**Task goal**. Rewrite all the items below with "innermost point" changed to "most central point" and nothing else altered.

(A run of items)

---

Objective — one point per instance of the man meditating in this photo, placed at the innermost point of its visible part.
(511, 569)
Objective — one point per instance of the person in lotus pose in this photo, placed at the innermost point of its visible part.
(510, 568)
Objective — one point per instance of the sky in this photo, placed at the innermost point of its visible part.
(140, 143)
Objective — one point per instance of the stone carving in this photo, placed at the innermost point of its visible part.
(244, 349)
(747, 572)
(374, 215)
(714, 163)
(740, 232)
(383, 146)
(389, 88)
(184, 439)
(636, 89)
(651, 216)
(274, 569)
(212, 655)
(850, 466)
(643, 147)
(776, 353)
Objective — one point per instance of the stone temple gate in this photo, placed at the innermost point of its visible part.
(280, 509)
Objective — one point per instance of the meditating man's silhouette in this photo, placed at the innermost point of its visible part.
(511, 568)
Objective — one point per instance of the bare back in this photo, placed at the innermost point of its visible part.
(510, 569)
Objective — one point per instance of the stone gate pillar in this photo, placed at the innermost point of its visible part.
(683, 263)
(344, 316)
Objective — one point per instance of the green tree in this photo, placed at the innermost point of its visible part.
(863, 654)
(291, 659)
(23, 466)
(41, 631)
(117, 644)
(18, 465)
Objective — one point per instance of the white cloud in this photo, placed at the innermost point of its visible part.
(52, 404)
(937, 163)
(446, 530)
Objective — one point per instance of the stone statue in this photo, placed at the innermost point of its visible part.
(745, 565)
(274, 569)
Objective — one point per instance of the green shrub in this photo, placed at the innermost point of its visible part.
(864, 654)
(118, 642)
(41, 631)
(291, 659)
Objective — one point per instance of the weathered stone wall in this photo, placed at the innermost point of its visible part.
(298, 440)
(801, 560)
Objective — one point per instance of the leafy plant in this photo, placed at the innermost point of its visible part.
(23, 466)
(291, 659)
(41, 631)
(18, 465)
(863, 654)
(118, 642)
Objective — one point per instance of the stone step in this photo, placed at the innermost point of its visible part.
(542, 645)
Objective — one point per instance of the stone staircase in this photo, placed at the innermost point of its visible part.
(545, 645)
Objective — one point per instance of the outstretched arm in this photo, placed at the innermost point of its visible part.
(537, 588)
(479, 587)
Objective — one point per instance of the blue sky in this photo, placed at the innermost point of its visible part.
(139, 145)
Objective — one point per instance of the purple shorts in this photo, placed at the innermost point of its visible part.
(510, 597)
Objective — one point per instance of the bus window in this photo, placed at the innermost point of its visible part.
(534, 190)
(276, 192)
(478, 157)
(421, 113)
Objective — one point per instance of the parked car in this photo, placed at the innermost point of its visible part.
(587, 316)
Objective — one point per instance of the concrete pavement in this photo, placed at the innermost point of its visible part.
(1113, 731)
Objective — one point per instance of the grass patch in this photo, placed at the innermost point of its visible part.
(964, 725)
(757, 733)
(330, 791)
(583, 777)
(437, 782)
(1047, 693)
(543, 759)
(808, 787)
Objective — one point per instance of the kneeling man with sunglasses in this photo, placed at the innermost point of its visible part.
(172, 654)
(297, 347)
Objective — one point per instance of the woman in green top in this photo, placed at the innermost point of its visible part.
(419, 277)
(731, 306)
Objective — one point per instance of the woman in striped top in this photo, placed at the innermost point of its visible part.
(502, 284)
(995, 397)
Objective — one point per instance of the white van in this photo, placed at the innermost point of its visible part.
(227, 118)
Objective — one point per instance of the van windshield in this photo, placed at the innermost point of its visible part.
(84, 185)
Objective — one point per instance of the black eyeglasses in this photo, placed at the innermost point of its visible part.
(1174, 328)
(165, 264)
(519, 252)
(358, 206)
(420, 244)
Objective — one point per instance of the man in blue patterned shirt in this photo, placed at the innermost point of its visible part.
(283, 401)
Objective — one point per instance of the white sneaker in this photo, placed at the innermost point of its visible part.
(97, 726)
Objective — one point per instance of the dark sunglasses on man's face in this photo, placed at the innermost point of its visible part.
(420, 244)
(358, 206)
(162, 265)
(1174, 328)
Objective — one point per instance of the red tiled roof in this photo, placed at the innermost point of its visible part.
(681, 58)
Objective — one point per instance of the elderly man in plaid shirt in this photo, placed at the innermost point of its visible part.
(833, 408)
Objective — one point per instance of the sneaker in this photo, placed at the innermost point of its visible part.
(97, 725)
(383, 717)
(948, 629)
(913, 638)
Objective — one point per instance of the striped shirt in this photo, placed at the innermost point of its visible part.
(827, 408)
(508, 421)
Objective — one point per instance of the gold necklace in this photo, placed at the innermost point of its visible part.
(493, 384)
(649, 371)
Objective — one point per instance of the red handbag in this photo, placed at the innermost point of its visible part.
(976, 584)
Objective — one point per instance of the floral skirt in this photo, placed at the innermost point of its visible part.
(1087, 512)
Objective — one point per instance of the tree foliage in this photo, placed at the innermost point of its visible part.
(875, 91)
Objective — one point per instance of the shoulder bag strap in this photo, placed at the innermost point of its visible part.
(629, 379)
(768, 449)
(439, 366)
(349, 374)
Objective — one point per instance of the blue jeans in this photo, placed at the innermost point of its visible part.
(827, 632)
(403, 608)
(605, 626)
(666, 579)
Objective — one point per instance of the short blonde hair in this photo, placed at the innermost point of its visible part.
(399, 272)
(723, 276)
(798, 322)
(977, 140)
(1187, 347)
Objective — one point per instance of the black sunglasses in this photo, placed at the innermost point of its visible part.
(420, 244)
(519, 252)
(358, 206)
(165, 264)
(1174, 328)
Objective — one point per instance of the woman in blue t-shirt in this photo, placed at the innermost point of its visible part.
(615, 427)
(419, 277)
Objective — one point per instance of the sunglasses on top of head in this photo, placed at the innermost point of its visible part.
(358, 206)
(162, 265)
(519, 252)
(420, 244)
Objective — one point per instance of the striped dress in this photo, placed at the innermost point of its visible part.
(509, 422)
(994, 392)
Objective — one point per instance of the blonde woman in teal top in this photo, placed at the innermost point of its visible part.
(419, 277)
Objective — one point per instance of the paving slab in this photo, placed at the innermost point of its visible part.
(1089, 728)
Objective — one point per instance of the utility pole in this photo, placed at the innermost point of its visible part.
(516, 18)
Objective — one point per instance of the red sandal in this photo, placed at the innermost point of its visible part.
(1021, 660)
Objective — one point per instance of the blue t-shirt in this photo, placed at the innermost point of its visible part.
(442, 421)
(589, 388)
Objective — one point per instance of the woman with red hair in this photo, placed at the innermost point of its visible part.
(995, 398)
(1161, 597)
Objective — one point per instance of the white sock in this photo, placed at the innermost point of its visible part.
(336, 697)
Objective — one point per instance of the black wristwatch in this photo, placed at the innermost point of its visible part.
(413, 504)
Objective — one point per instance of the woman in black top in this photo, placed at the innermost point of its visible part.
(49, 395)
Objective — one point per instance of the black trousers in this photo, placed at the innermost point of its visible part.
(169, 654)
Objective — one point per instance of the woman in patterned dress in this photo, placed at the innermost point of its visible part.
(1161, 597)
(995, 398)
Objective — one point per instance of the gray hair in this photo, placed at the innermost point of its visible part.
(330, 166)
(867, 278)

---

**Exercise output**.
Objective — one point per instance of the man meditating in this photo, placed at the most central point of its visible part.
(511, 569)
Objective — one point per instance of the person in lotus pose in this photo, placed at the most central point of its visible part.
(510, 568)
Objective — one point per instance of the sky in this photo, placed at the most central point of its visible part.
(140, 143)
Objective — one point per instance of the stone carving in this photo, placed at the most central point of its visible part.
(244, 349)
(747, 572)
(374, 215)
(714, 163)
(740, 232)
(383, 146)
(389, 88)
(184, 439)
(636, 89)
(651, 216)
(274, 569)
(212, 655)
(850, 466)
(643, 147)
(776, 353)
Objective — one point per instance of the stone temple gate in this photo, placed at the most central point of its visible part.
(280, 509)
Objective — one point per instance of the meditating man's silhouette in this photo, placed at the most central point of its visible part.
(511, 568)
Objective — one point per instance of the bare back in this photo, placed at the most central point of its visible part.
(510, 569)
Objective — one point per instance of the stone gate pillar in this photo, placed at the most central point of its visible part.
(683, 263)
(344, 316)
Objective — one point per instance of the green tree in this photo, placed at the most central point of its visible part.
(863, 654)
(291, 659)
(23, 466)
(41, 631)
(117, 644)
(18, 465)
Objective — one point per instance of the white cloud in this photo, placed at the most central point of its visible part.
(52, 404)
(937, 163)
(446, 530)
Objective — one point per instance of the stone statue in this photo, placed at the most central point of its visible part.
(745, 565)
(274, 569)
Objective — one point per instance of the green shrub in this photo, placed at the most central point of its visible part.
(864, 654)
(118, 642)
(41, 631)
(291, 659)
Objective — one point per instance of the weathered stone wall in this photo, placed at the most central point of its visible part.
(298, 440)
(801, 560)
Objective — one point per instance of the leafy plant in this photo, placed at the most central point of its visible part.
(23, 466)
(291, 659)
(41, 631)
(18, 465)
(863, 654)
(118, 642)
Objective — one point per instance of the stone step in this photo, placed at the most central point of its visible part.
(542, 645)
Objective — one point per instance of the stone staircase in this photo, placed at the most central point of its visible part.
(545, 645)
Objective — one point per instance of the outstretched arm in this photo, placed at the most central point of its visible part.
(537, 588)
(479, 587)
Objective — one point per instance of the blue sky in this photo, placed at the most central point of its visible part.
(139, 145)
Objective — one point per instance of the purple shorts in this photo, placed at the most central point of its visible part.
(510, 597)
Objective — one point per instance of the bus window in this photo, placed at the most central point of its visible part.
(534, 190)
(276, 192)
(478, 157)
(421, 113)
Objective — one point per instance of the parked car in this photo, placed at the most central point of its visible part.
(587, 316)
Objective — one point per instance of the concrete pavement in this photo, placed at the most central point of its visible part.
(1113, 731)
Objective — one point per instance of the grass patch in this photo, placed at the most central point of its visible part.
(964, 725)
(757, 733)
(330, 791)
(583, 777)
(437, 782)
(1047, 693)
(543, 759)
(808, 787)
Objective — one point per instance of the kneeling man with sunglasses in this photo, placed at the most central point of its visible part.
(172, 654)
(297, 347)
Objective — one point per instance of the woman in green top in this photo, placed at the most central point of its visible part.
(419, 277)
(731, 306)
Objective — one point per instance of the woman in striped top in this photo, placed at the most central point of its visible part.
(502, 284)
(995, 397)
Objective — one point per instance of the white van in this photo, placed at the most central point of its visible part.
(227, 118)
Objective — one point per instance of the van windshield in this photo, placed at the most central point of its visible part.
(84, 185)
Objective — one point per instance of the black eyeglasses in this photo, placed at the most central point of its visible part.
(1174, 328)
(165, 264)
(519, 252)
(358, 206)
(420, 244)
Objective — one point per instance of the man in blue patterned shirt in this photo, placed at the most central point of its visible part.
(283, 401)
Objective — one point per instance of the white sneaker in this photo, placed at the most central point of its visible part.
(97, 726)
Objective — one point per instance of the dark sunglasses on man's face in this photo, placed at the most central point of its visible part.
(420, 244)
(358, 206)
(162, 265)
(1174, 328)
Objective — one point per instance of the red tiled roof in this photo, placed at the most central point of its visible part.
(681, 58)
Objective — one point per instance of the elderly man in plaid shirt in this photo, placed at the most central point of its visible part.
(833, 408)
Objective — one point per instance of the sneaker in this photo, placed at the most central point of its visible part.
(97, 725)
(383, 717)
(948, 629)
(913, 638)
Objective — one point per instance of the striped shirt in this photo, placed at the most central point of its visible part.
(827, 408)
(508, 421)
Objective — one point per instance of the gold necklace in this photo, placed at the most central point of its visible part.
(493, 384)
(649, 371)
Objective — one point per instance of the red handbag in this photo, placed at the most central point of its visible part.
(976, 584)
Objective — one point per instance of the floral skirt in this photo, placed at the most central point of its visible part.
(1087, 512)
Objective — one point per instance of the tree foliage in this photo, placed at the most central point of its visible part.
(875, 91)
Objective — one point per instance of the shoulder bag strap in this photo, placed at the most central point of its visible part.
(629, 379)
(768, 449)
(439, 366)
(349, 374)
Objective — one point per instance of the blue jeans in this photo, placed at the most central point of its visible part.
(827, 632)
(403, 608)
(605, 626)
(666, 579)
Objective — one point per instance of the short blonde hair in this photo, placed at the most central point of its visible part.
(399, 272)
(723, 276)
(798, 322)
(977, 140)
(1187, 347)
Objective — one point per instance of the black sunglasses in this photo, placed at the most central point of its visible part.
(420, 244)
(519, 252)
(358, 206)
(165, 264)
(1174, 328)
Objective — one point per instance of the woman in blue t-shirt in this photo, placed at the most central point of its visible part.
(615, 427)
(419, 277)
Objective — one point per instance of the sunglasses on top of head in this photo, placed at the most central point of its visible part.
(358, 206)
(162, 265)
(519, 252)
(420, 244)
Objective — one point per instance of the striped dress in this photo, placed at the most central point of its visible part.
(509, 422)
(994, 392)
Objective — one point per instance of the blonde woman in teal top in this photo, placed at the most central point of its visible part.
(419, 277)
Objective — one point per instance of the paving slab in this photo, placed at the most central point of its visible part.
(1089, 728)
Objective — one point per instance of the utility pole in this photo, placed at the most central point of its visible part.
(516, 18)
Objective — one point per instance of the red sandal in this photo, placed at the most central point of its visible part.
(1021, 660)
Objective — one point per instance of the blue t-shirt in this photo, placed at the most central point of its visible part.
(442, 421)
(589, 388)
Objective — one point per instance of the woman with red hair in this photo, placed at the most central point of its visible part.
(995, 398)
(1161, 597)
Objective — one point per instance of the white sock in this photo, placed at the most central point of its visible part.
(336, 697)
Objective — one point per instance of the black wristwatch in this photo, placed at the most central point of its visible part.
(413, 504)
Objective — one point per instance of the woman in black top in this photo, placed at the most central point of its visible part.
(49, 395)
Objective — one point per instance of the black trousers in this photo, placed at the most central point of its visible part.
(169, 654)
Objective — one point per instance of the woman in patterned dress in this photo, placed at the most central point of its visible part.
(1161, 597)
(995, 398)
Objective — one point per instance of the gray hair in this photo, placed at the most central point of its visible part.
(330, 166)
(867, 278)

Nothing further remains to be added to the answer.